### Entries shown
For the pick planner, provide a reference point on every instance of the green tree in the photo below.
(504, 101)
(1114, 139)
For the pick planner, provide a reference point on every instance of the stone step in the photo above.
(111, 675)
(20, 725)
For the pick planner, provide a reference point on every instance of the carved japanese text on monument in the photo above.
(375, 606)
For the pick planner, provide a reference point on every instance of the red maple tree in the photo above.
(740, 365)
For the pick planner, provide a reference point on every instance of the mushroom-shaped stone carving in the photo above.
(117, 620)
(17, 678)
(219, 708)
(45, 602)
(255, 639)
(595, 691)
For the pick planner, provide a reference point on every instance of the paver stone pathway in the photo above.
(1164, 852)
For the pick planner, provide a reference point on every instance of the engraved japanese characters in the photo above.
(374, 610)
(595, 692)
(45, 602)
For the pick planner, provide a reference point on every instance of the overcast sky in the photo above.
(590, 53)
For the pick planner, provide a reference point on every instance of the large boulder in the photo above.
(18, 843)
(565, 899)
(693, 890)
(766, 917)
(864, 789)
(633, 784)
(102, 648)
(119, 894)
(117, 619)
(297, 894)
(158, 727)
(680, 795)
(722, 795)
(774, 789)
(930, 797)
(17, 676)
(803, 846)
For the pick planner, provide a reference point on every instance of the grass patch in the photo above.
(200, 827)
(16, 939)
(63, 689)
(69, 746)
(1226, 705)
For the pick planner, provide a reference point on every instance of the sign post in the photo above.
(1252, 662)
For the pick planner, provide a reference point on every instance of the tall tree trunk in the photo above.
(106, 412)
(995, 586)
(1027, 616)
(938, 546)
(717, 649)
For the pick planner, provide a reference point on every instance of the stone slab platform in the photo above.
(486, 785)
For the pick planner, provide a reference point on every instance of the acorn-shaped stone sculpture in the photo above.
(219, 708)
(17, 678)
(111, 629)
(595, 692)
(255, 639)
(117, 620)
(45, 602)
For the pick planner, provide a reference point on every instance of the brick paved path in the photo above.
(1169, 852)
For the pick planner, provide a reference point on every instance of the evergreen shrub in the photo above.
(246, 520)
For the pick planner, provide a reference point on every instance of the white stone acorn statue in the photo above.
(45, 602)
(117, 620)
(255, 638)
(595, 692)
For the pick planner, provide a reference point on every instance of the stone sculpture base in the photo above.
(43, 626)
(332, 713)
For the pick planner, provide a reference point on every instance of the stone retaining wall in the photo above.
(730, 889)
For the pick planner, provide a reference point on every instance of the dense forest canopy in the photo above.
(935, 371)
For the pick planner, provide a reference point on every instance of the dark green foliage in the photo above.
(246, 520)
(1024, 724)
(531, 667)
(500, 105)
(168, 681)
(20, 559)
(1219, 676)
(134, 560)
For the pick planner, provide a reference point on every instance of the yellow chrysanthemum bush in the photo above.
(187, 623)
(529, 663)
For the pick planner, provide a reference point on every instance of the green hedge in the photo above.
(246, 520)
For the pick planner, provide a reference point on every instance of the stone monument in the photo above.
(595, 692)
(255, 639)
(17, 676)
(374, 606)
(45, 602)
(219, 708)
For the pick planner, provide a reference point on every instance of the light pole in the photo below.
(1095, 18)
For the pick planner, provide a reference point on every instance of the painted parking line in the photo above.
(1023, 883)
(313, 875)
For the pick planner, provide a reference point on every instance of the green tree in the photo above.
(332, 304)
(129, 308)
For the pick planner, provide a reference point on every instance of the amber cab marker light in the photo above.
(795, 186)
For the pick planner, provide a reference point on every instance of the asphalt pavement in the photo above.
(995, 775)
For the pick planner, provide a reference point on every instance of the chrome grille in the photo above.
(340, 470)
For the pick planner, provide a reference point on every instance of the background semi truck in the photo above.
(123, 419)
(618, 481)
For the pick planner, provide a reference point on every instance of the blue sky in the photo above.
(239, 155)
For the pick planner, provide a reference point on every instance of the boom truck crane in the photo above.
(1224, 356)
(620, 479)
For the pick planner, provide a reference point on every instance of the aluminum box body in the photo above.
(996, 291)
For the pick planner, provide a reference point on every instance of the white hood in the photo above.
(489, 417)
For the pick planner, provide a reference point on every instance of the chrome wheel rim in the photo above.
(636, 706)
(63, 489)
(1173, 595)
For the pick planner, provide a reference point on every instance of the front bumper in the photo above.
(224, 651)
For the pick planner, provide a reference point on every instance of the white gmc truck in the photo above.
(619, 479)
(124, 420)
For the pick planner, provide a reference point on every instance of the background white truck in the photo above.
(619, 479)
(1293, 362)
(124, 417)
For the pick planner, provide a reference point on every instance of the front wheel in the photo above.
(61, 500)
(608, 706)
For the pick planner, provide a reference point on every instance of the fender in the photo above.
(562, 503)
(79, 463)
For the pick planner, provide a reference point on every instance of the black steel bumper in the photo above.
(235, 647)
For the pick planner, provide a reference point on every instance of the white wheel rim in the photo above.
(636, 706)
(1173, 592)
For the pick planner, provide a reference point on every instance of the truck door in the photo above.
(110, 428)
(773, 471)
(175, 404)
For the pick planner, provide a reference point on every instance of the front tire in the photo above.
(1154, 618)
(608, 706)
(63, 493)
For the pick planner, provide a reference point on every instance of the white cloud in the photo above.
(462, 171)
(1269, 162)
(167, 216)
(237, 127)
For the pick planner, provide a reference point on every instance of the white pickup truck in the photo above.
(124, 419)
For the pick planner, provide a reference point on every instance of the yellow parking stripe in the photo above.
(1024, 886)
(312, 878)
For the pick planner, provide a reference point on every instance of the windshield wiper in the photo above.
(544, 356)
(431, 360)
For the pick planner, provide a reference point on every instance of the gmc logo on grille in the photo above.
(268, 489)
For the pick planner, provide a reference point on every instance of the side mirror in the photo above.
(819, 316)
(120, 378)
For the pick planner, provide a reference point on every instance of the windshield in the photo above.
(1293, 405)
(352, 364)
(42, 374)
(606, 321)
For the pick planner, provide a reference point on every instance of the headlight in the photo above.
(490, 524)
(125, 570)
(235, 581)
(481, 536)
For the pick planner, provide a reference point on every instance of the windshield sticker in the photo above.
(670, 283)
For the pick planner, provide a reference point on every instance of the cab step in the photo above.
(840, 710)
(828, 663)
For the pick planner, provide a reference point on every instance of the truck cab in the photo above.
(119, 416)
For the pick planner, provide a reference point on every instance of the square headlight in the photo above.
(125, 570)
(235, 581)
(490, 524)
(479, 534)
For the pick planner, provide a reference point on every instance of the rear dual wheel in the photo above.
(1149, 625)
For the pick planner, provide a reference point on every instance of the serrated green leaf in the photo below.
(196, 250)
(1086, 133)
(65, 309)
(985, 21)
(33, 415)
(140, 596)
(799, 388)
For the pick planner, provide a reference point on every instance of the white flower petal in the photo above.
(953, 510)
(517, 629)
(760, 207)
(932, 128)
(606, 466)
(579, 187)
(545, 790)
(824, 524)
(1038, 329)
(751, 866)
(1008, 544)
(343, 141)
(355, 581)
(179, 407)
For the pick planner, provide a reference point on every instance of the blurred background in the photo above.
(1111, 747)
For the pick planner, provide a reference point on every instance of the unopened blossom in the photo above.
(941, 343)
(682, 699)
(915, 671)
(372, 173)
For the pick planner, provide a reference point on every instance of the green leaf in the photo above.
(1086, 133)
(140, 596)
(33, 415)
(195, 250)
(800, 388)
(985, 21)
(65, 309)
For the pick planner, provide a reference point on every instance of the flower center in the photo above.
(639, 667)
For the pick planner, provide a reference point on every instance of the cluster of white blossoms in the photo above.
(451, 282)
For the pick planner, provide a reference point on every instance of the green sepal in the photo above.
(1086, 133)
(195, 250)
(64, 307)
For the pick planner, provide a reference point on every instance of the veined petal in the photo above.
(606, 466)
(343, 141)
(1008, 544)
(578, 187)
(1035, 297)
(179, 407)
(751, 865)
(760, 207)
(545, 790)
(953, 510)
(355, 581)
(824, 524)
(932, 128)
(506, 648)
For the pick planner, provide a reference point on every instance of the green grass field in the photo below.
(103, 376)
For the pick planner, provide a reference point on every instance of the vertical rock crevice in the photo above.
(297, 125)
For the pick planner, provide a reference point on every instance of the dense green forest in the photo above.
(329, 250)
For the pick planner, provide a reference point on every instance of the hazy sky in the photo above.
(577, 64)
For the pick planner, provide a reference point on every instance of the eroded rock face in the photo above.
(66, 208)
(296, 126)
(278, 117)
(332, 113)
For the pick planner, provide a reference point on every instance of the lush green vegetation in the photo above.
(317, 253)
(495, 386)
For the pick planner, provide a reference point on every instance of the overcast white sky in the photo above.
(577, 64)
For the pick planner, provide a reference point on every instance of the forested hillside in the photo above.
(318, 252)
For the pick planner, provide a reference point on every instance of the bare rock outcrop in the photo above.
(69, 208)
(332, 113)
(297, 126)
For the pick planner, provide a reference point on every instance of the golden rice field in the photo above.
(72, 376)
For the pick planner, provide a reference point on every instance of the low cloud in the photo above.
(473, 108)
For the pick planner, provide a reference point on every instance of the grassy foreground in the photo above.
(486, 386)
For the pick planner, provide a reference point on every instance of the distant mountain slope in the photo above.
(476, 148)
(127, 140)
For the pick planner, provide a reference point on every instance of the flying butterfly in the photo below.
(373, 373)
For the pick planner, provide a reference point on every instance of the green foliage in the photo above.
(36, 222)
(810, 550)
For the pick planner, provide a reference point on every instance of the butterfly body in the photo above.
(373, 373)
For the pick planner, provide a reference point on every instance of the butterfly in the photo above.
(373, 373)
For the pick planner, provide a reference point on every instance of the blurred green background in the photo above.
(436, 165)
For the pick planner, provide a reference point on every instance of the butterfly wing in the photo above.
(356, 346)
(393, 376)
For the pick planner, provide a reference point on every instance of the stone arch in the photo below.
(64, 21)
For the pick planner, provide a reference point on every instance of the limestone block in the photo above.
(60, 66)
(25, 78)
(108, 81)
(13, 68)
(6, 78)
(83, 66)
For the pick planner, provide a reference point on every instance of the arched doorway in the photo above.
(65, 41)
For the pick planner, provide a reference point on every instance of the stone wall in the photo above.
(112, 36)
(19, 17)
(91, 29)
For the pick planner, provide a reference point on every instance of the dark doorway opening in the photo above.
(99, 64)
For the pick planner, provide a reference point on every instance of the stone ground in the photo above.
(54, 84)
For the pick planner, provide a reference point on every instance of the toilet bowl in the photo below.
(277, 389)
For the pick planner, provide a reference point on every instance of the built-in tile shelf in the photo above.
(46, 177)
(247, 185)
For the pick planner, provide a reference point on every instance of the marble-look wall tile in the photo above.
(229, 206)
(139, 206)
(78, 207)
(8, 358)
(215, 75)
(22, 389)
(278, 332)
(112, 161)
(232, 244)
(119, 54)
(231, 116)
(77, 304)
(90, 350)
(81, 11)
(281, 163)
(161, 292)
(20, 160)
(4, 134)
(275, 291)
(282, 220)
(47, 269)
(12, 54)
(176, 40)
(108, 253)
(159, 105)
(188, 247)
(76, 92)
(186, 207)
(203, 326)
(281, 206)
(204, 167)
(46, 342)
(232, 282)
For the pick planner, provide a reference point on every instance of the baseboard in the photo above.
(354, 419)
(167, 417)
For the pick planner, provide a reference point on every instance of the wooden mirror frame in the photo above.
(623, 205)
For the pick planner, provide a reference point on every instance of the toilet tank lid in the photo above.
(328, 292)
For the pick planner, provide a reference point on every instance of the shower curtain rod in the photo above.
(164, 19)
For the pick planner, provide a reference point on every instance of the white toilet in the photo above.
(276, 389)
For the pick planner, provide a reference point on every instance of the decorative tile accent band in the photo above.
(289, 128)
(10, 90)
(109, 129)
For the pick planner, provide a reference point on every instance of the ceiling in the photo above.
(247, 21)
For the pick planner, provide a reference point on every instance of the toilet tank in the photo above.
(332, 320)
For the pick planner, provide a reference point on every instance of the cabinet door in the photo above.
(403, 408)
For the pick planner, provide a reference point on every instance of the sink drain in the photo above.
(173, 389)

### Exercise objective
Copy everything from the start of the material down to and including the line containing "(1252, 662)", replacing "large boulder" with "big rock" and leaving all else unchanged.

### Worked answer
For the pick planner, provide a reference point on every instance of the green tree in the photo below.
(504, 101)
(1114, 139)
For the pick planner, provide a reference point on every instance of the stone step in the photo above.
(111, 675)
(20, 725)
For the pick planner, provide a reference point on every instance of the carved japanese text on monument in the photo above.
(375, 606)
For the pick planner, provide a reference point on every instance of the red maple tree in the photo above.
(740, 365)
For the pick planner, provide a reference point on every instance of the mushroom-shaped stone carving in the photo above.
(117, 620)
(17, 678)
(219, 708)
(45, 602)
(255, 639)
(595, 691)
For the pick planner, provide a reference point on every instance of the paver stone pathway in the photo above.
(1164, 852)
For the pick planner, provide a reference point on every instance of the engraved japanese characters in the photo above.
(374, 610)
(595, 692)
(45, 602)
For the pick planner, provide a reference point on every instance of the overcast sky in the photo above.
(590, 53)
For the pick planner, provide a reference point on every instance of the big rock in the photo above.
(18, 843)
(565, 899)
(693, 890)
(766, 917)
(864, 789)
(633, 784)
(102, 648)
(119, 894)
(117, 619)
(297, 894)
(158, 727)
(680, 795)
(722, 795)
(774, 789)
(930, 797)
(17, 676)
(803, 846)
For the pick planner, provide a reference point on every instance of the grass patch in the photo above.
(200, 827)
(16, 939)
(63, 689)
(69, 746)
(1226, 705)
For the pick planner, provide a reference point on every instance of the sign post in the photo above.
(1252, 662)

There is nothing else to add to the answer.